▶ [Extrait du texte]
En juin 1986, Dulcie organisait la venue d’Oliver Tambo à Paris et il a été reçu par le conseil général du Val de Marne, très engagé dans la lutte contre l’apartheid. La réunion de ces deux porte-paroles du peuple sud-africain opprimé sera un grand moment pour nous militants anti-apartheid, et encore une fois le discours d’Oliver Tambo renforcera notre détermination à dénoncer avec force l’insoutenable régime d’apartheid et à multiplier nos actions de solidarité.
Oliver Tambo a continué à parcourir le monde pour faire connaître la réalité du régime d’apartheid , Dulcie September s’est vouée corps et âme dans cette mission à partir de son bureau du 28 rue des Petites Ecuries dans un quartier populaire de Paris. Son bureau était le quartier général de tous les militants anti-apartheid. C’est là que nous pouvions avoir accès à toutes les informations dont nous avions besoin, là ou nous pouvions discuter de l’organisation d’une initiative, d’une rencontre. Dulcie était à l’écoute, nous encourageait, corrigeait nos erreurs, discutait de la situation.

▶ [Entrées extraites]
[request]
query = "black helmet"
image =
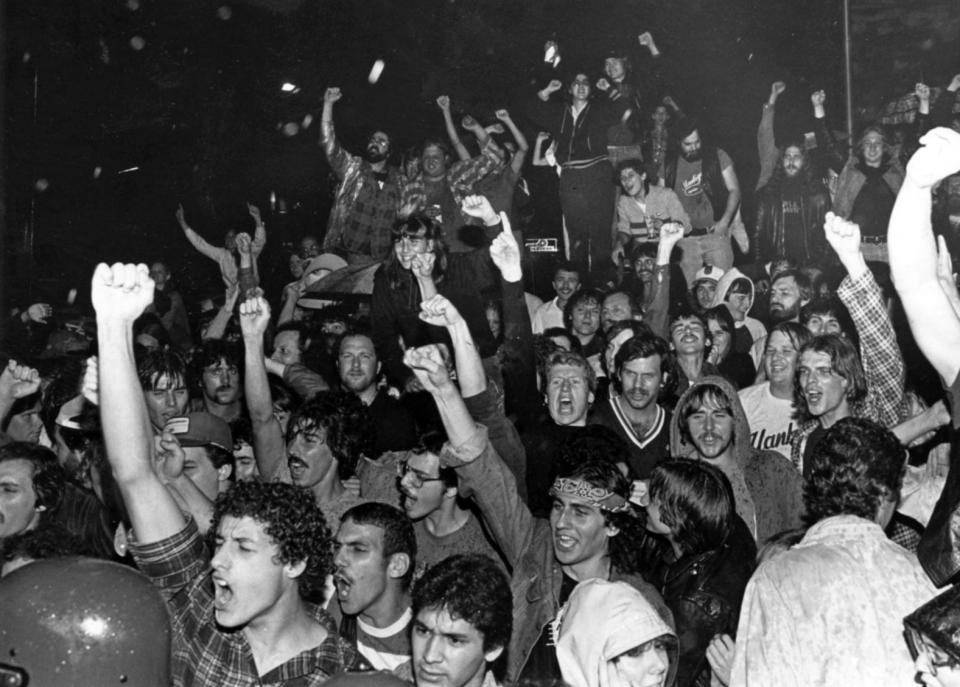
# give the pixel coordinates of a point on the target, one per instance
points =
(82, 621)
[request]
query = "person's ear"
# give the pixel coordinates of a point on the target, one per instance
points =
(398, 566)
(294, 570)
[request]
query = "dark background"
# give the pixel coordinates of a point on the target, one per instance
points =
(198, 107)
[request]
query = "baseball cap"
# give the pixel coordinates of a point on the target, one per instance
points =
(201, 429)
(709, 273)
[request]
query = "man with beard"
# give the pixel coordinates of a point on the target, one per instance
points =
(374, 559)
(239, 617)
(791, 210)
(592, 530)
(631, 410)
(704, 179)
(368, 197)
(709, 425)
(218, 369)
(834, 382)
(359, 369)
(790, 290)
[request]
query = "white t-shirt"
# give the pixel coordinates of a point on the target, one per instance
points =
(770, 418)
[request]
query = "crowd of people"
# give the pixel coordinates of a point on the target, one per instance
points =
(712, 456)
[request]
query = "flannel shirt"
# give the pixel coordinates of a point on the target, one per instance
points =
(880, 356)
(202, 653)
(461, 177)
(363, 212)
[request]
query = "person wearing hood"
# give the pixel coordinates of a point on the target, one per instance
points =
(735, 290)
(709, 425)
(704, 557)
(869, 180)
(933, 637)
(610, 636)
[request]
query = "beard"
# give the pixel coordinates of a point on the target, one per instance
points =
(374, 155)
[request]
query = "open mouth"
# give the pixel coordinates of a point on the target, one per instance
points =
(222, 593)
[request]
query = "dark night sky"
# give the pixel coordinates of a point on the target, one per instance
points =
(198, 106)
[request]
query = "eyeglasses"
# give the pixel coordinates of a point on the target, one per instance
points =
(936, 657)
(417, 478)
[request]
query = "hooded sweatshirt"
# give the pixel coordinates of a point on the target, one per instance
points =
(767, 488)
(601, 621)
(758, 333)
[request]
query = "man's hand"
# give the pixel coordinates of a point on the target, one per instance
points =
(170, 457)
(720, 657)
(440, 312)
(937, 158)
(331, 95)
(90, 387)
(478, 206)
(39, 312)
(121, 292)
(18, 381)
(670, 235)
(254, 318)
(244, 243)
(505, 252)
(422, 265)
(818, 98)
(429, 367)
(843, 236)
(255, 213)
(776, 89)
(181, 217)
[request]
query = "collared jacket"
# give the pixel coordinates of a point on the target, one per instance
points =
(526, 542)
(774, 499)
(769, 239)
(363, 212)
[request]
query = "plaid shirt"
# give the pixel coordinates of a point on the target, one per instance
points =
(461, 177)
(202, 653)
(362, 212)
(880, 355)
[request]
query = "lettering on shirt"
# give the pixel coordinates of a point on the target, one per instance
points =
(692, 186)
(763, 441)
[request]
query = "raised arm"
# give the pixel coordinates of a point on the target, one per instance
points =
(120, 294)
(766, 143)
(268, 444)
(198, 241)
(443, 102)
(516, 163)
(913, 253)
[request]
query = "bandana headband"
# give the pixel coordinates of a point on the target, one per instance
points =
(598, 497)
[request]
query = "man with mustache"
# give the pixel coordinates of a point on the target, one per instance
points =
(706, 182)
(368, 197)
(631, 410)
(791, 210)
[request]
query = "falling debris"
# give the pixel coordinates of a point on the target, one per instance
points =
(376, 71)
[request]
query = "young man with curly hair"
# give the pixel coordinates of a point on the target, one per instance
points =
(242, 616)
(829, 611)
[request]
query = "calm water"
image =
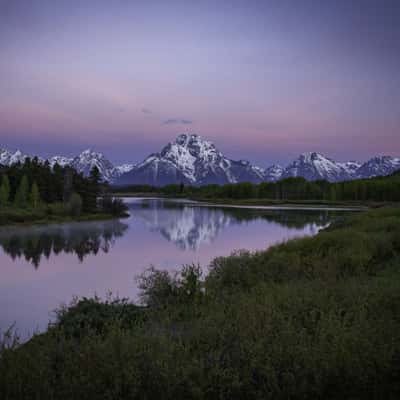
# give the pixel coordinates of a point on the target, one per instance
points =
(44, 266)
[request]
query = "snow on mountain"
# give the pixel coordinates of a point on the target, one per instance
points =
(192, 160)
(273, 173)
(351, 167)
(123, 169)
(60, 160)
(9, 158)
(314, 166)
(378, 166)
(89, 159)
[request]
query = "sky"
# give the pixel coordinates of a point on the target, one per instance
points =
(264, 80)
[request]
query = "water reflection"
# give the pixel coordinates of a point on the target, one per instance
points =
(189, 226)
(80, 238)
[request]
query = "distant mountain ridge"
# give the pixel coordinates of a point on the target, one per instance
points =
(192, 160)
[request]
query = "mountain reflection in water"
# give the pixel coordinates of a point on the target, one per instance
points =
(189, 226)
(80, 238)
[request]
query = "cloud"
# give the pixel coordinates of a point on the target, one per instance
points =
(172, 121)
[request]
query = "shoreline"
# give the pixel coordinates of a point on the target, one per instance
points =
(259, 203)
(63, 219)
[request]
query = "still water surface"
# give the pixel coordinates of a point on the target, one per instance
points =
(44, 266)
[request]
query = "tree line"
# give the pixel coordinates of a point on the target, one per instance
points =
(34, 184)
(373, 189)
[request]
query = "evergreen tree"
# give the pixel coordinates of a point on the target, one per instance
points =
(35, 195)
(21, 197)
(93, 190)
(4, 191)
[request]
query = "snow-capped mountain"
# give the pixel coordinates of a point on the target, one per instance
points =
(84, 163)
(378, 166)
(314, 166)
(89, 159)
(351, 167)
(273, 173)
(8, 158)
(60, 160)
(192, 160)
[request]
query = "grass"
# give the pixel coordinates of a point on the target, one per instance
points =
(313, 318)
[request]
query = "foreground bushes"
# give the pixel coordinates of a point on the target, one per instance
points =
(312, 318)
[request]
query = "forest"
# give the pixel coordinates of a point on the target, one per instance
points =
(34, 191)
(379, 189)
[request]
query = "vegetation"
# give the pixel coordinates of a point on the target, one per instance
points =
(380, 189)
(315, 317)
(33, 191)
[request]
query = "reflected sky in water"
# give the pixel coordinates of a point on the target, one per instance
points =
(44, 266)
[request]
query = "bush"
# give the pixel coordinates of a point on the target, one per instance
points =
(311, 318)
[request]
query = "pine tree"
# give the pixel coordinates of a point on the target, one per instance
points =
(21, 197)
(4, 191)
(35, 195)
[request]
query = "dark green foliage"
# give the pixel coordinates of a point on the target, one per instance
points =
(35, 195)
(38, 192)
(4, 191)
(380, 189)
(21, 196)
(315, 318)
(74, 205)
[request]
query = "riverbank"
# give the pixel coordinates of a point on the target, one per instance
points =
(11, 216)
(315, 317)
(263, 202)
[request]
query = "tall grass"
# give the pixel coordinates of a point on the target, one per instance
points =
(313, 318)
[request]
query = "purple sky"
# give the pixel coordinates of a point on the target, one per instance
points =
(265, 80)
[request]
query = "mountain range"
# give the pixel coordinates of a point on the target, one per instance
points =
(192, 160)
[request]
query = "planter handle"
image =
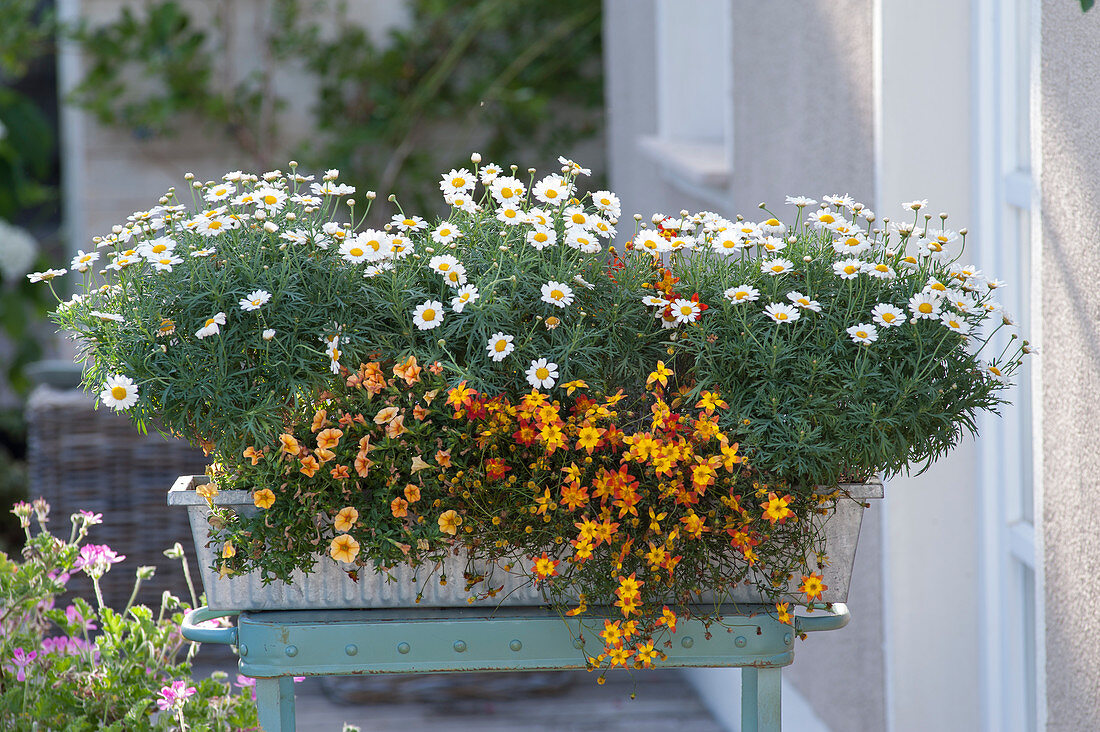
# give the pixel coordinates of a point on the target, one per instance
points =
(835, 618)
(193, 632)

▶ [Votre objectif] Dans l’extrait sur Dulcie September, reprenez le passage allant de « Oliver Tambo a » jusqu’à « de la situation. » inclus, en substituant « attentive » à « à l’écoute ».

▶ [Réponse attendue]
Oliver Tambo a continué à parcourir le monde pour faire connaître la réalité du régime d’apartheid , Dulcie September s’est vouée corps et âme dans cette mission à partir de son bureau du 28 rue des Petites Ecuries dans un quartier populaire de Paris. Son bureau était le quartier général de tous les militants anti-apartheid. C’est là que nous pouvions avoir accès à toutes les informations dont nous avions besoin, là ou nous pouvions discuter de l’organisation d’une initiative, d’une rencontre. Dulcie était attentive, nous encourageait, corrigeait nos erreurs, discutait de la situation.